Word for word, copy all of the entries.
· · · ·
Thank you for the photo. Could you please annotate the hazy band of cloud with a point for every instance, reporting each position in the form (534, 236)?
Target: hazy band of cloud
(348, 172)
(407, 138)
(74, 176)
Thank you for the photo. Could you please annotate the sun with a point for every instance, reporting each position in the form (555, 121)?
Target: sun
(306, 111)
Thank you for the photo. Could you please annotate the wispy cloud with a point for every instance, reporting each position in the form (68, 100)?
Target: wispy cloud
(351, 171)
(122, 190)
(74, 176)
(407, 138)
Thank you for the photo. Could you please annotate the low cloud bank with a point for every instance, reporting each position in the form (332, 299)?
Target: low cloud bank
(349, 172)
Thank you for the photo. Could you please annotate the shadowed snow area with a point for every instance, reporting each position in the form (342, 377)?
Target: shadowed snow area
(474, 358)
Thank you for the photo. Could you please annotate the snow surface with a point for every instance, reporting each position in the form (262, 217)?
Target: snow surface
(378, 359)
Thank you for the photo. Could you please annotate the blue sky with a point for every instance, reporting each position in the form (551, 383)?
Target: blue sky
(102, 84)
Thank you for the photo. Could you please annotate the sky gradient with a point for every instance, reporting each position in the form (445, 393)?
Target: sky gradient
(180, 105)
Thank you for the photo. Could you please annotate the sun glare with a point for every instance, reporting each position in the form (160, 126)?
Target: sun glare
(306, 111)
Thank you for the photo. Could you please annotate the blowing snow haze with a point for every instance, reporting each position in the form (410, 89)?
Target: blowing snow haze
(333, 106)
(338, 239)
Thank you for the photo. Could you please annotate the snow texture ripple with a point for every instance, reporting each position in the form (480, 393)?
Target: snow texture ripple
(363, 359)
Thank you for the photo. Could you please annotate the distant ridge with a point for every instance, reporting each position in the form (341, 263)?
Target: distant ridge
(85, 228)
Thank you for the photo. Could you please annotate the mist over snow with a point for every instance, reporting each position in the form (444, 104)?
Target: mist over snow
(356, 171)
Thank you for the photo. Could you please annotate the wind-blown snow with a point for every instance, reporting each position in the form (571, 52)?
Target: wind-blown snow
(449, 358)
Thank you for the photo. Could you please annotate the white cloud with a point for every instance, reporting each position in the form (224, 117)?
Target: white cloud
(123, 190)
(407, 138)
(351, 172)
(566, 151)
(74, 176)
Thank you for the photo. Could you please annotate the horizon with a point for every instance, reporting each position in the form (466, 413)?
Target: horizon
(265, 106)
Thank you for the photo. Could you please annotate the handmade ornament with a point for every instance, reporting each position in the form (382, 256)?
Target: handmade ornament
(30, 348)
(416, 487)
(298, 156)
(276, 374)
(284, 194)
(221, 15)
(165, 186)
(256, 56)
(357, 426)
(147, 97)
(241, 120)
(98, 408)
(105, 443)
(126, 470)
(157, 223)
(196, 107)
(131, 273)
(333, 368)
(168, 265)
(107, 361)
· · · ·
* **Expected answer**:
Thank you for the photo. Could you please annotate the hazy band of cloud with a point for every instance, reporting each position in the form (534, 236)?
Target: hazy band of cloud
(348, 172)
(407, 138)
(74, 176)
Thank you for the photo. Could you please annotate the sun with a point for every instance, reporting each position in the form (555, 121)?
Target: sun
(306, 111)
Thank you for the photo. Could you please annotate the wispy cloud with a point for every instance, reporting each position in the form (68, 100)?
Target: wispy cloud
(351, 171)
(122, 190)
(74, 176)
(407, 138)
Thank you for the photo. Could you please annotate the low cloud bank with a point for every instance, reporting each position in the form (332, 299)?
Target: low cloud bank
(349, 172)
Thank you for the photo. Could you please annotate the shadowed snow area with a point for every instance, reporting each position in the form (342, 377)?
Target: shadowed snow area
(474, 358)
Thank you for the photo. Could you please annotate the snow surface with a point for every instance, reporting each position in the form (262, 217)?
Target: snow surface
(378, 359)
Thank you for the photo. Could you please annotate the blue sky with a point for every instance, reporting each position in the form (551, 383)?
Target: blue sky
(102, 84)
Thank you for the photo. Could you please annotate the sky gradient with a point for every instance, reporting each position in the form (445, 393)?
Target: sky gradient
(180, 105)
Thank you for the photo. Could you please annotate the sun glare with a point for every instance, reporting each position in the form (160, 126)?
Target: sun glare
(306, 111)
Thank you for the photo. Could you please annotate the blowing snow haze with a point for every instance, reporting each position in the form (410, 89)?
Target: blowing snow haze
(333, 106)
(338, 239)
Thank you for the photo. Could you please annotate the snow texture ripple with a point for every instance, reporting each position in the form (480, 393)?
Target: snow texture ripple
(363, 359)
Thank you for the photo. Could you please annotate the distant ridge with a point for every instance, reporting each position in the form (341, 263)?
Target: distant ridge
(85, 228)
Thank you for the photo. Could you please annotate the mist over snow with a point for every instance, reporting each position in the form (444, 104)?
Target: mist over snow
(356, 171)
Thank you for the photo. Could you please annotate the wind-blown snow with a point for every instance, reporting each position in the form (571, 52)?
Target: wind-blown snow
(449, 358)
Thank you for the photo. Could you please annotate the white cloud with a point for every instance, reporting each position in the form (224, 117)?
Target: white cloud
(123, 190)
(407, 138)
(351, 172)
(566, 151)
(74, 176)
Thank you for the photo. Could you please annotate the horizon with a point for every instance, reporting each position in the form (466, 413)?
Target: horizon
(265, 106)
Thank you for the photo. Could you please annotate the handmade ornament with a point for every instance, reporting each position in the form (382, 256)?
Target: handmade ornament
(30, 348)
(416, 487)
(298, 156)
(276, 374)
(284, 194)
(221, 15)
(165, 186)
(256, 56)
(357, 426)
(147, 97)
(241, 120)
(98, 408)
(105, 443)
(126, 470)
(157, 223)
(196, 107)
(131, 273)
(333, 368)
(168, 265)
(107, 361)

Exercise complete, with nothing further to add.